● **What the exercise asks**: Can the data below be echoed back word for word?

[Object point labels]
## BEGIN

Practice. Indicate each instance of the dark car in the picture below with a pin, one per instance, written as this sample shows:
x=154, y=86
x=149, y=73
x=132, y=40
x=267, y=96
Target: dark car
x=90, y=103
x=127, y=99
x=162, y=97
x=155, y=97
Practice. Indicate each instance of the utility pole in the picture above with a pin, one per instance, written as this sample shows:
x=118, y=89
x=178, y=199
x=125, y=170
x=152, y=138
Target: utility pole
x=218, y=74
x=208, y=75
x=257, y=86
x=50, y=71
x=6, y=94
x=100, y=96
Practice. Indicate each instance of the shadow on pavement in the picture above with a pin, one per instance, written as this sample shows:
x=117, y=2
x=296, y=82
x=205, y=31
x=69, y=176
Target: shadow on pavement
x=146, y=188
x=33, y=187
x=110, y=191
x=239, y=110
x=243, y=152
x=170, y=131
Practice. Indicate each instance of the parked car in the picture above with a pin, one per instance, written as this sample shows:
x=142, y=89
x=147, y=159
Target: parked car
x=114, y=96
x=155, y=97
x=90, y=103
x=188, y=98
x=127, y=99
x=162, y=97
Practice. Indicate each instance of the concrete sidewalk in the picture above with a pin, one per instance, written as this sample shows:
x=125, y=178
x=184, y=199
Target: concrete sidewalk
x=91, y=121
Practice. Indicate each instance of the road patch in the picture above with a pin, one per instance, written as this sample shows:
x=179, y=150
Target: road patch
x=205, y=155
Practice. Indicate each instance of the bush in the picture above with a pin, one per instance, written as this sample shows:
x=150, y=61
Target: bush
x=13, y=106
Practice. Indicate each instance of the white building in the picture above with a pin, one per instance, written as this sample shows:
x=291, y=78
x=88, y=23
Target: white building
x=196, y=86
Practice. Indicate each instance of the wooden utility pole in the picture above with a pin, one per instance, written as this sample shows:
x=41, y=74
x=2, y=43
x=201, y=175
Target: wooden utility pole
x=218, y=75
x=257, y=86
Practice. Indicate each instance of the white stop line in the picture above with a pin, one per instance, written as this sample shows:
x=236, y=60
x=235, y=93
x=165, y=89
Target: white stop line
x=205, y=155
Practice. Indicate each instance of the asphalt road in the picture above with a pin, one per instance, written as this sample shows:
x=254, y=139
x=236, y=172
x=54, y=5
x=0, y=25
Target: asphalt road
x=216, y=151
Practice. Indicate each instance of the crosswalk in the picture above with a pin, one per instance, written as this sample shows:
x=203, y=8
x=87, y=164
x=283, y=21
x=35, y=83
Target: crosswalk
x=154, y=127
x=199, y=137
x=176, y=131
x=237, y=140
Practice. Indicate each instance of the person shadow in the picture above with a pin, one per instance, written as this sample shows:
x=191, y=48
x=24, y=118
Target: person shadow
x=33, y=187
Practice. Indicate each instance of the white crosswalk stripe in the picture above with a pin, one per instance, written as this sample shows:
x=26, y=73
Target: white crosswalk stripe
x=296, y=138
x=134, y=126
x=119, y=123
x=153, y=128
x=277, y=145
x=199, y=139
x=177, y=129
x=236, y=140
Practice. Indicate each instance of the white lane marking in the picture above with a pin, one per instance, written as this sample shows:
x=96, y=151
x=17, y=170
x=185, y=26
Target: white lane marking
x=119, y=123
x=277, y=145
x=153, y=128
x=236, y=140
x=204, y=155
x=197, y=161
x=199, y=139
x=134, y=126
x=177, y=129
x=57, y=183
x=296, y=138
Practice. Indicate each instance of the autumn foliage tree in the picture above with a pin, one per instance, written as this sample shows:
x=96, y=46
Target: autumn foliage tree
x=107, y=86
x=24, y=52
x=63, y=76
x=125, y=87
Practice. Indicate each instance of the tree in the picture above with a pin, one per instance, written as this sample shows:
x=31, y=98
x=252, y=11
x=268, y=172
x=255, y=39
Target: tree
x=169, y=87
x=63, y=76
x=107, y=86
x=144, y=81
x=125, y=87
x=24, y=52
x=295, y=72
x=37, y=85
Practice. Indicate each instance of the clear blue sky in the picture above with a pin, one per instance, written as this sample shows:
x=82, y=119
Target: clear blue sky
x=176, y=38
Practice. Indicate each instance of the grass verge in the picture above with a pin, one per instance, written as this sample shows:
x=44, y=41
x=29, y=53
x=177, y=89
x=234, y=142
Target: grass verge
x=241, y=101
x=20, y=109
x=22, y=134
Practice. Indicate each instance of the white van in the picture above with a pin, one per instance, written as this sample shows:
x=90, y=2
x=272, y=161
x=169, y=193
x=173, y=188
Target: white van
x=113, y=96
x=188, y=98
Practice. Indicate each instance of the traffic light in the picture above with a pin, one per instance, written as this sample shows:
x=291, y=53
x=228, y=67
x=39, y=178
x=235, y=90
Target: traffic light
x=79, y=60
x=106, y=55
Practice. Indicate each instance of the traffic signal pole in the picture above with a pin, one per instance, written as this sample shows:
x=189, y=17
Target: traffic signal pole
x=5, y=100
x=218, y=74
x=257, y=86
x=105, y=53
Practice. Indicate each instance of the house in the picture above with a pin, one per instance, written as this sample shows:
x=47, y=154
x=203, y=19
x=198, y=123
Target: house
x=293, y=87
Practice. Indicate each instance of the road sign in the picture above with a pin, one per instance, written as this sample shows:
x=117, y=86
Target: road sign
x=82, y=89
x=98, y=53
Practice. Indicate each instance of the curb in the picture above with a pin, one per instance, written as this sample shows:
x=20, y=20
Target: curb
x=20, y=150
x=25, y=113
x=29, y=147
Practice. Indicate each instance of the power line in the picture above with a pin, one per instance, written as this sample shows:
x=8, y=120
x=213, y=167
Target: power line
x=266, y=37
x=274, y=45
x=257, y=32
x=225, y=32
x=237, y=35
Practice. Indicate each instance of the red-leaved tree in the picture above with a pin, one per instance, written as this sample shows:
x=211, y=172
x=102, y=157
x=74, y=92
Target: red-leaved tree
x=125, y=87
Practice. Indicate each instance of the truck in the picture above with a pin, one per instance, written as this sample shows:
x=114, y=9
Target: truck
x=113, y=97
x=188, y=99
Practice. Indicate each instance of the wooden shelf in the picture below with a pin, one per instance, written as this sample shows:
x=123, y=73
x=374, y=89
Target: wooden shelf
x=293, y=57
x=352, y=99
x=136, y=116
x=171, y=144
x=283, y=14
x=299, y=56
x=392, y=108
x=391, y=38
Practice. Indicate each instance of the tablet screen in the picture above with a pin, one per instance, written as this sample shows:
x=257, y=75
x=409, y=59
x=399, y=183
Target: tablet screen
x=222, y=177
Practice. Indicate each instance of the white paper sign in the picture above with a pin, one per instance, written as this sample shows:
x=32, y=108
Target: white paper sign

## END

● **Completed task**:
Practice. Indicate each instance of the dark car in the picture below with a pin, one per instance, written as this sample shows:
x=154, y=86
x=149, y=73
x=132, y=40
x=267, y=96
Target: dark car
x=90, y=103
x=127, y=99
x=162, y=97
x=155, y=97
Practice. Indicate each instance of the utility pole in the picture above with a pin, one per instance, written as this sample shows:
x=118, y=89
x=178, y=199
x=125, y=170
x=152, y=138
Target: utility pole
x=218, y=74
x=208, y=75
x=257, y=86
x=50, y=71
x=6, y=94
x=100, y=96
Practice. Indicate each instance of the shadow on pavement in the picture above with a pin, one per instance, written as this sample shows:
x=117, y=2
x=296, y=82
x=205, y=31
x=69, y=176
Target: shadow on pavement
x=146, y=188
x=33, y=187
x=110, y=191
x=239, y=110
x=243, y=152
x=170, y=131
Practice. Indicate each instance of the parked car in the picture above with a pin, one per instance, written as this sample shows:
x=142, y=89
x=147, y=159
Target: parked car
x=114, y=96
x=155, y=97
x=90, y=103
x=188, y=98
x=127, y=99
x=162, y=97
Practice. Indicate each instance of the concrete sidewalk in the picture above with a pin, one per instance, written as this sample shows:
x=125, y=178
x=184, y=199
Target: concrete sidewalk
x=91, y=121
Practice. Indicate each instance of the road patch in the picture above with a pin, one per instance, written as this sample shows:
x=179, y=150
Target: road patch
x=205, y=155
Practice. Indicate each instance of the bush in the picture above with a pin, one per instance, written as this sample shows:
x=150, y=61
Target: bush
x=13, y=106
Practice. Indicate each instance of the white building in the picture above with a pin, one per instance, written as this sample shows:
x=291, y=78
x=88, y=23
Target: white building
x=196, y=86
Practice. Indicate each instance of the wooden utility pole in the picture above with a pin, one per instance, written as this sample shows:
x=41, y=74
x=2, y=43
x=201, y=175
Target: wooden utility pole
x=218, y=75
x=257, y=86
Practice. Indicate each instance of the white stop line in the picture above with a pin, one per instance, written as this sample shows:
x=236, y=60
x=235, y=93
x=165, y=89
Target: white stop line
x=205, y=155
Practice. Indicate each instance of the asphalt road in the picture above with a pin, one per instance, written as this sample shows:
x=254, y=139
x=236, y=172
x=54, y=5
x=0, y=25
Target: asphalt road
x=216, y=151
Practice. Indicate each instance of the crosswalk in the picture above with a pin, one per instance, written as this sample shows:
x=203, y=8
x=87, y=164
x=283, y=21
x=35, y=83
Target: crosswalk
x=154, y=127
x=199, y=137
x=176, y=131
x=237, y=140
Practice. Indicate each instance of the person shadow in the picture above with a pin, one per instance, written as this sample shows:
x=191, y=48
x=24, y=118
Target: person shadow
x=33, y=187
Practice. Indicate each instance of the white crosswalk stripe in the picture above with a pin, one per instance, written as this sample shows:
x=26, y=73
Target: white crosswalk stripe
x=296, y=138
x=134, y=126
x=119, y=123
x=153, y=128
x=277, y=145
x=199, y=139
x=177, y=129
x=236, y=140
Practice. Indicate each instance of the white lane marking in the picture above with a pin, one per instance, written as this sample shows:
x=96, y=151
x=17, y=170
x=185, y=26
Target: white lane marking
x=119, y=123
x=277, y=145
x=153, y=128
x=236, y=140
x=204, y=155
x=197, y=161
x=199, y=139
x=134, y=126
x=177, y=129
x=57, y=183
x=296, y=138
Practice. Indicate each instance of the autumn foliage tree in the picture above with a pin, one per instance, written as this sample shows:
x=96, y=46
Target: autumn foliage tree
x=107, y=86
x=24, y=52
x=63, y=76
x=125, y=87
Practice. Indicate each instance of the tree in the picture above with a pin, one per instance, written as this sample shows:
x=31, y=98
x=252, y=11
x=268, y=172
x=255, y=39
Target: tree
x=169, y=87
x=63, y=76
x=107, y=86
x=144, y=81
x=125, y=87
x=24, y=52
x=295, y=72
x=37, y=85
Practice. Indicate each instance of the clear blue sky in the picture above with a pin, one per instance, written as this sample shows:
x=82, y=119
Target: clear blue sky
x=176, y=38
Practice. Indicate each instance of the grass verge in the picture above with a pin, one per instance, written as this sample shows:
x=44, y=41
x=29, y=53
x=177, y=89
x=234, y=142
Target: grass verge
x=241, y=101
x=20, y=109
x=22, y=134
Practice. Indicate each instance of the white van in the picture above with a pin, one per instance, written as this sample shows:
x=90, y=2
x=272, y=161
x=169, y=193
x=173, y=188
Target: white van
x=113, y=96
x=188, y=98
Practice. Indicate each instance of the traffic light in the picture above with a pin, one per instance, written as this sample shows:
x=291, y=53
x=228, y=67
x=39, y=178
x=235, y=90
Target: traffic light
x=79, y=60
x=106, y=55
Practice. Indicate each instance of the traffic signal pole in the picture above with a pin, one per instance, written as this sample shows:
x=189, y=17
Target: traffic signal pole
x=5, y=100
x=218, y=74
x=257, y=86
x=105, y=53
Practice. Indicate each instance of the house in the picture above with a pin, one per instance, written as this sample shows:
x=47, y=154
x=203, y=19
x=198, y=123
Target: house
x=293, y=87
Practice. Indicate each instance of the road sign in the picture above with a pin, one per instance, written as this sample shows:
x=117, y=86
Target: road sign
x=82, y=89
x=98, y=53
Practice. Indicate each instance of the curb in the picture above with a pin, one per instance, written as this sample shows:
x=20, y=20
Target: curb
x=20, y=150
x=25, y=113
x=29, y=147
Practice. Indicate each instance of the power line in the picture above with a pin, one per instance, written as this sample shows:
x=8, y=120
x=213, y=167
Target: power line
x=266, y=37
x=274, y=45
x=257, y=32
x=225, y=32
x=237, y=35
Practice. Indicate each instance of the red-leaved tree in the picture above with a pin, one per instance, written as this sample shows:
x=211, y=172
x=102, y=157
x=74, y=92
Target: red-leaved tree
x=125, y=87
Practice. Indicate each instance of the truck in the picture above with a pin, one per instance, written as this sample shows:
x=114, y=9
Target: truck
x=113, y=97
x=188, y=99
Practice. Indicate each instance of the wooden shelf in the picture below with a pin, one per instance, written as this sample shows:
x=123, y=73
x=374, y=89
Target: wooden shelf
x=293, y=57
x=352, y=99
x=136, y=116
x=171, y=144
x=283, y=14
x=299, y=56
x=392, y=108
x=391, y=38
Practice. Indicate each instance of the tablet screen in the picture above with a pin, one per instance, written as this sample shows:
x=257, y=75
x=409, y=59
x=399, y=183
Target: tablet screen
x=222, y=177
Practice. Indicate each instance of the white paper sign in the picture above with a pin, one per instance, written as this sample shows:
x=32, y=108
Target: white paper sign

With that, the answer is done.